__Complete the following__.
1. Please rewrite the paragraph of the board-game movie piece that begins "Did you know that the concept" as a short list, keeping its main facts.
2. In the board-game movie piece, swap "crime" for "heist" and write out the passage from "The objective of" to "Looney Toon characters.".
3. Write the next paragraph of the board-game movie piece, following on from its last sentence.

__Study text__.
The objective of Guess Who? is to spot your opponent’s face amongst a crowd of other distinguishable heads before he/she spots yours. This is Infernal Affair‘s plot in a nutshell, the Hong Kong crime thriller that pretty much spawn The Departed. What sets the board game apart is how you play it: via process of elimination. Are you male? Do you wear glasses? Are you sporting a Dick Dastardly mustache? Guess Who? The Movie should assimilate these concepts into a similar crime story. Of course, this means the lawmen and criminals will need to look like background Looney Toon characters.

Did you know that the concept for the Final Destination series actually originated from a game of Mouse Trap? OK, I’m lying, but if I had kept a straight face about it, a part of you would’ve believed me. Like a line of dominoes, a specific chain of events occur that eventually trigger the final one. But instead of following a bunch of dumbass teenagers to their doom, why not follow a family of mice getting caught in impractically long traps one by one? Knowing the board game however, it’ll probably take eight goes to get the trap to work.

Yeah… second thought… nah…

Downfall is a foreign film that depicts Hitler’s last days. The film also started a was-funny-but-now-is-completely-overused internet phenomenon. What I want to see from a Risk movie is not a History channel quality story of global conflict. I want the film to focus on the last few moments of a guy losing a game of Risk. I want to see the intolerable fury that arises out of the loser, knowing that the meaningless hours he/she devoted to that stupid board game will have been for nothing and realising that that time could’ve been spent doing something practical, like playing Civilisation.

Let me tell you something about myself that’s rather personal: Hippos terrify me. I don’t give a crap if Walt Disney sees them as sweet creatures with the uncanny ability to perform flawless ballet. If you give one of those hippopotamuseseses’sss a chance, their granite-powered jawlines with crush your feeble human skeletal system. Trust me, I’ve studied this shit. Hungry Hungry Hippos must be an R-rated horror in the style of Jaws or, at the very least, a lukewarm Lake Placid horrordy. I shudder at the thought of a malicious rampaging blood-thirsty hippo. It’s not just hungry, it’s hungry hungry.

__Extracted material__.
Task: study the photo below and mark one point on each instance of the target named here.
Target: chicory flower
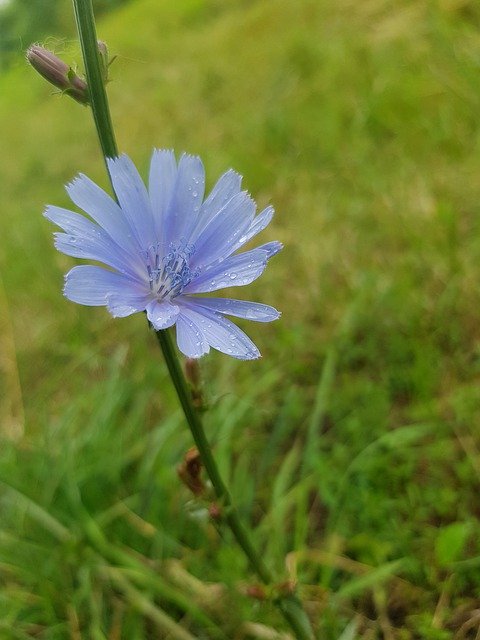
(164, 245)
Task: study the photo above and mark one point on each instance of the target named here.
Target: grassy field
(352, 447)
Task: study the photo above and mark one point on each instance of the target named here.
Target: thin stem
(288, 604)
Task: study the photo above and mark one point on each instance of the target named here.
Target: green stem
(95, 80)
(288, 604)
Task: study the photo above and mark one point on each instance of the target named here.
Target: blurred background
(352, 446)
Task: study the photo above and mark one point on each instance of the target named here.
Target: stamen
(170, 274)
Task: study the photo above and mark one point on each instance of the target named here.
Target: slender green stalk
(95, 80)
(288, 604)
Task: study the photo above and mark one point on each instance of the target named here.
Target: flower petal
(190, 339)
(271, 248)
(85, 239)
(235, 271)
(161, 184)
(220, 333)
(103, 209)
(228, 185)
(187, 198)
(239, 308)
(224, 230)
(92, 286)
(162, 314)
(133, 198)
(259, 223)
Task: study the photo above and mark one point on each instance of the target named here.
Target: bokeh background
(352, 447)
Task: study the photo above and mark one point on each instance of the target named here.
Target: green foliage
(352, 446)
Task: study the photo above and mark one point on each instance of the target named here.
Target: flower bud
(57, 73)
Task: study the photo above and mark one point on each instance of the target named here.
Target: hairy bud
(58, 73)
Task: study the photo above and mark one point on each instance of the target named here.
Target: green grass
(352, 447)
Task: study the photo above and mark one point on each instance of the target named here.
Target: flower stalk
(287, 603)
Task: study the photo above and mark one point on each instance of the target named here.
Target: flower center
(170, 274)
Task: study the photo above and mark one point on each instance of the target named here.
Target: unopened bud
(58, 73)
(190, 472)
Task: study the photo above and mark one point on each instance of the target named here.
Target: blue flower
(164, 245)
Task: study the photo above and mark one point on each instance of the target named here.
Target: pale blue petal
(235, 271)
(239, 308)
(220, 333)
(224, 231)
(162, 314)
(103, 209)
(190, 339)
(85, 239)
(92, 286)
(187, 198)
(161, 185)
(228, 185)
(126, 303)
(259, 223)
(133, 198)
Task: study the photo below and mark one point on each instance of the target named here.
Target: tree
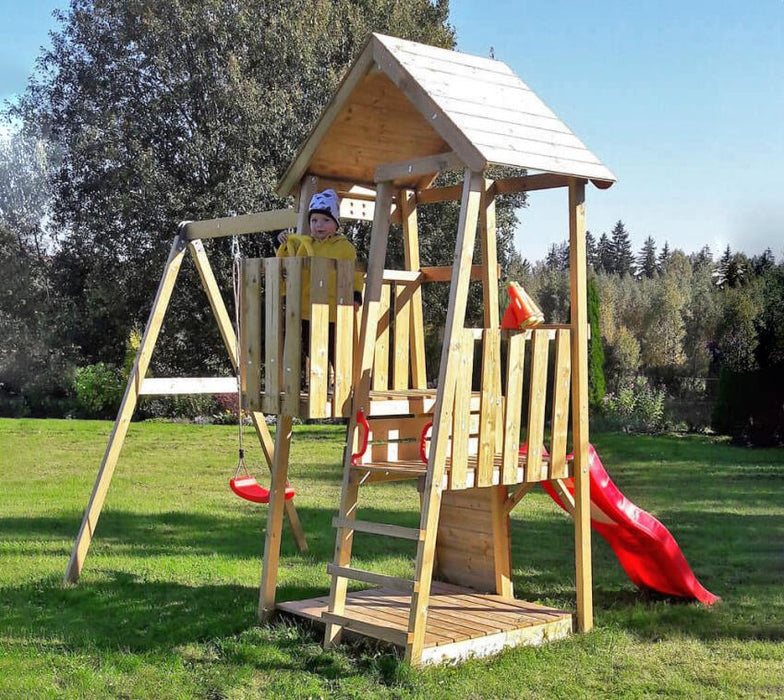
(591, 252)
(646, 260)
(760, 264)
(596, 382)
(622, 250)
(188, 110)
(557, 256)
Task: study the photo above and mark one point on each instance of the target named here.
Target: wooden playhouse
(404, 113)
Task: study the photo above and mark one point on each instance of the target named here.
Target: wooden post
(447, 378)
(269, 569)
(280, 463)
(125, 412)
(487, 223)
(579, 323)
(501, 530)
(367, 342)
(408, 208)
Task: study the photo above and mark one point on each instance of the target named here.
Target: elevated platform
(461, 623)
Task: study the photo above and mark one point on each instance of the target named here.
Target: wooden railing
(517, 384)
(282, 372)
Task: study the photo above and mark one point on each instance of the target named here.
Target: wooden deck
(461, 623)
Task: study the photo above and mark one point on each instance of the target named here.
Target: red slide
(647, 551)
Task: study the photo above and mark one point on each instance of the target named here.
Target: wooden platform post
(280, 465)
(500, 516)
(579, 323)
(272, 537)
(408, 208)
(221, 315)
(461, 272)
(344, 536)
(183, 241)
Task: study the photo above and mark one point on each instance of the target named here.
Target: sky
(683, 101)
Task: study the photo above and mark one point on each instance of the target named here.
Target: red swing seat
(248, 488)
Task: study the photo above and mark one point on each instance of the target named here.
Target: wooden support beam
(487, 236)
(272, 537)
(502, 542)
(458, 296)
(417, 167)
(261, 222)
(226, 329)
(393, 582)
(125, 412)
(384, 529)
(529, 183)
(507, 185)
(566, 497)
(408, 208)
(579, 322)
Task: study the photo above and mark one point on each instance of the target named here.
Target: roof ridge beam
(416, 167)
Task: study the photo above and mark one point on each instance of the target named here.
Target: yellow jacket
(335, 247)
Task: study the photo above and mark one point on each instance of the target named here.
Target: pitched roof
(402, 100)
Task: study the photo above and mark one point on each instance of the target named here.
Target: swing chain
(236, 274)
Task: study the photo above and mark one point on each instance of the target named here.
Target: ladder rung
(371, 629)
(398, 584)
(405, 533)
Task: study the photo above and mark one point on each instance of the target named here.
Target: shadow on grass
(123, 610)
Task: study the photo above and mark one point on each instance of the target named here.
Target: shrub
(98, 390)
(636, 407)
(750, 406)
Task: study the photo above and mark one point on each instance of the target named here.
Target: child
(326, 242)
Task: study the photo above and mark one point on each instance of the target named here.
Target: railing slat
(381, 356)
(344, 338)
(560, 416)
(536, 405)
(489, 403)
(514, 406)
(400, 366)
(273, 335)
(292, 344)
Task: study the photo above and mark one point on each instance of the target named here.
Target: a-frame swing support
(188, 238)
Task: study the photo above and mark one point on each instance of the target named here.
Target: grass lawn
(166, 606)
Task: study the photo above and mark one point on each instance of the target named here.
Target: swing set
(404, 113)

__Responses by item number__.
1.
- The author jokes that the Final Destination series came from a game of Mouse Trap, then admits this is a lie.
- In both, a chain of events, like a line of dominoes, leads to a final one.
- Instead of teenagers meeting their doom, the movie would follow a family of mice caught one by one in impractically long traps.
- Given how the board game works, the trap would probably take eight goes to work.

2.
The objective of Guess Who? is to spot your opponent’s face amongst a crowd of other distinguishable heads before he/she spots yours. This is Infernal Affair‘s plot in a nutshell, the Hong Kong heist thriller that pretty much spawn The Departed. What sets the board game apart is how you play it: via process of elimination. Are you male? Do you wear glasses? Are you sporting a Dick Dastardly mustache? Guess Who? The Movie should assimilate these concepts into a similar heist story. Of course, this means the lawmen and criminals will need to look like background Looney Toon characters.

3.
I never fully got the concept of sliding down snakes, though I understand the logic in Snakes and Ladders. If I saw a snake in a tunnel, I’d turn right around and run like a bitch. The bigger it is, the further and bitchier I’d run. So basically, climbing makes progress while running into snakes hinders it. Hence, The Descent. Though, if it were to be a horror, you’d probably need to borrow that Windows ’95 CGI snake from Anaconda. In which case, if you land on that snake, you would end up sliding. Down it’s throat. And die. Rather horribly.

Take Christopher Nolan’s Memento and flip it on its back. Lets have the murderer be the memory-damaged character who collects the weapon of his killings, surgically hiding the implements inside himself. In a psychopathic attempt to relive/remember each kill, he kidnaps a surgeon’s family and traps them in a basement somewhere. If she wants to know the location of her family before they run out of oxygen, she must operate fast without killing him. A gruesome story comes with each bucket, ice-cream cone and pencil she removes from his body. Oh, and the murderer has some sort of nose cancer.

Left foot blue + right hand green + right foot yellow + left hand red + right hand blue + left hand green + left foot yellow + left hand blue + right hand red = The Human Tarantula. ‘Nuff said.

The ancient tactical Chinese war simulator isn’t a potential film-board-game that immediately comes to mind, yet it’s the one that makes the most sense out of all my pitches (excluding Hungry Hungry Hippos). 13 Assassins may also seem like an odd choice of inspiration. For one, it would be more like 16 Assassins vs 16 Assassins. Perhaps I’m still on a 13 Assassins high, but the idea of seeing a film about two samurai clans with different classes harnessing different skills and abilities in a tactical battle to the death until only a handful are left standing *breeeeeeeeeeathe*… sounds phenomenal.